** AVAILABLE RECORDS **
┌────────
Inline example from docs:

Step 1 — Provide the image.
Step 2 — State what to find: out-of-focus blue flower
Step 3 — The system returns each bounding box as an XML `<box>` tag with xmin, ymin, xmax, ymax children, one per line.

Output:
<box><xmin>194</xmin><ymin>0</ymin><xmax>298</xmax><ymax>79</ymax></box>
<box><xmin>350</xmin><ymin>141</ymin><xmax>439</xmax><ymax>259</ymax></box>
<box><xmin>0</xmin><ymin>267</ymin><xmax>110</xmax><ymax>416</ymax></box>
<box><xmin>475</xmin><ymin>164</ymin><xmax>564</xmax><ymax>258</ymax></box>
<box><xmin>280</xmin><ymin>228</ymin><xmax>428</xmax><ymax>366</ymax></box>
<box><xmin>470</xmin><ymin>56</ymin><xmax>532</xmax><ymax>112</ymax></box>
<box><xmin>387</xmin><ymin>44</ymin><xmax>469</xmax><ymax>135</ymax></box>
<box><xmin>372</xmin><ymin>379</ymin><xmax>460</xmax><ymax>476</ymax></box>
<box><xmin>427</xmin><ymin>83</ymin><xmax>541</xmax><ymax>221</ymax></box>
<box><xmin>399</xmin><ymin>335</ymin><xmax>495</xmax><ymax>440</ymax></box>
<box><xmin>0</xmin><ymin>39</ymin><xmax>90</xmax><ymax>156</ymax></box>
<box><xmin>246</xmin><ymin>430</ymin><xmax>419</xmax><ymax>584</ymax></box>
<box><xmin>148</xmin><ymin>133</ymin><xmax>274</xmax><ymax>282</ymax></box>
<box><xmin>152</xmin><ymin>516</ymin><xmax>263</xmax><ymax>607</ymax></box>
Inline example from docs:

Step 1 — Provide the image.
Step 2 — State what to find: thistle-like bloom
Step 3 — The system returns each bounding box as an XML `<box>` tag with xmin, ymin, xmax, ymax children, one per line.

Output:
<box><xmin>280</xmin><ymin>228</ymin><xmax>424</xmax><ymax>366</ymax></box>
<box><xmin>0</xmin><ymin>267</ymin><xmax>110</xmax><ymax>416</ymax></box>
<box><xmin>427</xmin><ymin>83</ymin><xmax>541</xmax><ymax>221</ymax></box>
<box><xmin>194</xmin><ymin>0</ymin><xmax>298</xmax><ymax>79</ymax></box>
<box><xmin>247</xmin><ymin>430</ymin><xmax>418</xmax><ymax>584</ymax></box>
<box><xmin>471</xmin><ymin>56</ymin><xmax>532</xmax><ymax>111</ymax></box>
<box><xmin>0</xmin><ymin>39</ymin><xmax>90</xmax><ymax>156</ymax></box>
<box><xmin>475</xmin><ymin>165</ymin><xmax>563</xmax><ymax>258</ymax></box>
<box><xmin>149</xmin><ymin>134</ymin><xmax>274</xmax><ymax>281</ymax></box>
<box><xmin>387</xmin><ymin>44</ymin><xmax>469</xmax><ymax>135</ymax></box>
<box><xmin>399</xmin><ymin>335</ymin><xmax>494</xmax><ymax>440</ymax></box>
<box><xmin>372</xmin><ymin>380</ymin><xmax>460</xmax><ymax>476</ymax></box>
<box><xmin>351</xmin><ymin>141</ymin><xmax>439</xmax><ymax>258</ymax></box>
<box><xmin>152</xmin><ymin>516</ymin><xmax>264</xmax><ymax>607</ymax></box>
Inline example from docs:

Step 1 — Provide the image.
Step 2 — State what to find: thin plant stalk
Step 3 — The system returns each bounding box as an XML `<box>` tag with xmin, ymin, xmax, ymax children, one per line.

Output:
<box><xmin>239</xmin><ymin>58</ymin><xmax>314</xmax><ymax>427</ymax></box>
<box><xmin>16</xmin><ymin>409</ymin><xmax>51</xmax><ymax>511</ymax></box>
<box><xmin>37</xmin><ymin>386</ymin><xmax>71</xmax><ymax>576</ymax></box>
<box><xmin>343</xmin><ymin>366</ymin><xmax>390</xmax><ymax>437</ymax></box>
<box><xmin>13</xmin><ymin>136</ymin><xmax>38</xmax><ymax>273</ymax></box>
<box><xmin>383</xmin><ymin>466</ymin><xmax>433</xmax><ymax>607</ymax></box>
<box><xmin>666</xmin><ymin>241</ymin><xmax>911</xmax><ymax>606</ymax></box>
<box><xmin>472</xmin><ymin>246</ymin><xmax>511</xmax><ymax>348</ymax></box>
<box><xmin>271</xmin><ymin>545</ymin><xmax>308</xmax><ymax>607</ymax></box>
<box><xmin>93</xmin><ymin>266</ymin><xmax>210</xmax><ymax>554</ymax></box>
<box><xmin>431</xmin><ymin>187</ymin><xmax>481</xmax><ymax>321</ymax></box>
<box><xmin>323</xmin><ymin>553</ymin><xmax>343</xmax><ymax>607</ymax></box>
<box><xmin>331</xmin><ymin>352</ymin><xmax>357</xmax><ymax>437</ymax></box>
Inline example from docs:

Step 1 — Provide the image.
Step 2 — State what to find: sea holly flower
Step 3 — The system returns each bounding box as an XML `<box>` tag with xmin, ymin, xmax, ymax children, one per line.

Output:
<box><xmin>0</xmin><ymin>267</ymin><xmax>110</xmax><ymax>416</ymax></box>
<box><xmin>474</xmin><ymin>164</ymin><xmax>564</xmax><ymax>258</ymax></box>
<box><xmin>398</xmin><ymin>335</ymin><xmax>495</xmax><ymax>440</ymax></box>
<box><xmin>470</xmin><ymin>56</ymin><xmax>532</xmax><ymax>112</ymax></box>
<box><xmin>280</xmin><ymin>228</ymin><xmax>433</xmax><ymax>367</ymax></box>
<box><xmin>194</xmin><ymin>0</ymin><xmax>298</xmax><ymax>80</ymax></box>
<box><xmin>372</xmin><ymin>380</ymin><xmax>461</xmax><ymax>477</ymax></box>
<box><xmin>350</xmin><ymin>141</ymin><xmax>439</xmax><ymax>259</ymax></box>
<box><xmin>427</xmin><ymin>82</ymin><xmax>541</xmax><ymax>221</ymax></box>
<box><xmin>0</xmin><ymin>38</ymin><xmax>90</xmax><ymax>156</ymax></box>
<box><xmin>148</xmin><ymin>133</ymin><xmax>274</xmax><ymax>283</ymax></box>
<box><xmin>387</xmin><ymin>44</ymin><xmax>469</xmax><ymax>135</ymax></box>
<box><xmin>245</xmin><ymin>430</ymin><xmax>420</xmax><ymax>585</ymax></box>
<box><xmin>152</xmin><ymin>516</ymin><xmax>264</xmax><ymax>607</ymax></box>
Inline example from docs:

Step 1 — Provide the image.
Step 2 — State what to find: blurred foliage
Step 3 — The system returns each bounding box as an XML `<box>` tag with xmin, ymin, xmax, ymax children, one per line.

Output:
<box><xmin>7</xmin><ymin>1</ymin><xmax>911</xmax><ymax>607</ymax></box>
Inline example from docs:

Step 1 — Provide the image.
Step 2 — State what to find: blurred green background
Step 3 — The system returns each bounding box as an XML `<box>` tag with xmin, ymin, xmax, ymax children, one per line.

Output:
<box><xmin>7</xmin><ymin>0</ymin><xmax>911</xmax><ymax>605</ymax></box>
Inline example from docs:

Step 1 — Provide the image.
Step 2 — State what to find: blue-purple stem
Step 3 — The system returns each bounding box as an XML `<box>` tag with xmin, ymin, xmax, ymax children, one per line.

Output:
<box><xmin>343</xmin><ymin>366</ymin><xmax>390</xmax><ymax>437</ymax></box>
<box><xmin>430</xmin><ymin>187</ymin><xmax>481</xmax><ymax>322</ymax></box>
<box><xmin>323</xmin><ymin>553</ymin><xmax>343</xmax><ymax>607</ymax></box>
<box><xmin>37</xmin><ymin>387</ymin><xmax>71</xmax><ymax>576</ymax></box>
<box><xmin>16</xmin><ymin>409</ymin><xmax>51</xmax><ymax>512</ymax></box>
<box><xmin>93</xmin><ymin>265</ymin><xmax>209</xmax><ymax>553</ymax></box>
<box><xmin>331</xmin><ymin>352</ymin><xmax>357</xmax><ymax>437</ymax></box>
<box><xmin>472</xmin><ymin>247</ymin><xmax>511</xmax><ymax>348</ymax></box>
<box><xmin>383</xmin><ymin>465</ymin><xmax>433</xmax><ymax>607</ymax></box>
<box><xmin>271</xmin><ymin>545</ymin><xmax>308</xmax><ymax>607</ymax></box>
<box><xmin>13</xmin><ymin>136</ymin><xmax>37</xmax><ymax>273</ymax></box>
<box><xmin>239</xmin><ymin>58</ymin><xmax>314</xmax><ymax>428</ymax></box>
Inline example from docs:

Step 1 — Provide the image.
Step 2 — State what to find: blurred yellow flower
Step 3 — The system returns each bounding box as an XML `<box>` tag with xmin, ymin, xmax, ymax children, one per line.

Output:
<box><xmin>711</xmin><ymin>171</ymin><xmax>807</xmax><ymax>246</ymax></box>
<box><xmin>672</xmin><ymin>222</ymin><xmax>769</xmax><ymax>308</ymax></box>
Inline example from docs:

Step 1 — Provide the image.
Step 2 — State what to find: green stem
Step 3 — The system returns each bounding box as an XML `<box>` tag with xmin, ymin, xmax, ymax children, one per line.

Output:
└────────
** EXERCISE REQUIREMENTS **
Nothing but the lines from the one holding "Step 2 — State what to find: blurred green" to the end of the entries should be output, each exactly as it appears.

** EXERCISE RESPONSE **
Step 2 — State what to find: blurred green background
Step 3 — The system returns each bounding box as an XML `<box>` tag with xmin, ymin, xmax, ymax children, one per line.

Output:
<box><xmin>7</xmin><ymin>0</ymin><xmax>911</xmax><ymax>605</ymax></box>
Inline example from docs:

Step 1 — Provide the image.
Step 2 — State what to find: blue-purple stem
Step 3 — The system returns each bounding box as an XML `<box>` tag with xmin, ymin, xmax, ymax children, one per line.

Output:
<box><xmin>343</xmin><ymin>366</ymin><xmax>390</xmax><ymax>437</ymax></box>
<box><xmin>430</xmin><ymin>187</ymin><xmax>481</xmax><ymax>322</ymax></box>
<box><xmin>323</xmin><ymin>553</ymin><xmax>343</xmax><ymax>607</ymax></box>
<box><xmin>37</xmin><ymin>387</ymin><xmax>71</xmax><ymax>576</ymax></box>
<box><xmin>16</xmin><ymin>409</ymin><xmax>51</xmax><ymax>512</ymax></box>
<box><xmin>93</xmin><ymin>265</ymin><xmax>209</xmax><ymax>553</ymax></box>
<box><xmin>331</xmin><ymin>352</ymin><xmax>357</xmax><ymax>437</ymax></box>
<box><xmin>472</xmin><ymin>247</ymin><xmax>511</xmax><ymax>348</ymax></box>
<box><xmin>383</xmin><ymin>465</ymin><xmax>433</xmax><ymax>607</ymax></box>
<box><xmin>271</xmin><ymin>545</ymin><xmax>308</xmax><ymax>607</ymax></box>
<box><xmin>13</xmin><ymin>136</ymin><xmax>37</xmax><ymax>273</ymax></box>
<box><xmin>239</xmin><ymin>58</ymin><xmax>314</xmax><ymax>428</ymax></box>
Inline example from docs:

Step 1 — Provide the image.
Step 2 — State what to find: blurred yellow flower
Step 3 — The system returns each bounding box as an XML `<box>` tag with xmin, ymin, xmax, ymax children, one per line.

Output:
<box><xmin>711</xmin><ymin>171</ymin><xmax>807</xmax><ymax>246</ymax></box>
<box><xmin>672</xmin><ymin>222</ymin><xmax>769</xmax><ymax>308</ymax></box>
Inline example from docs:

Step 1 — Provide the image.
Step 2 — State what to find: green stem
Step 3 — The system returns each bounding box as an XML `<box>` tag with xmin, ymin, xmax, ymax children, one per line.

Output:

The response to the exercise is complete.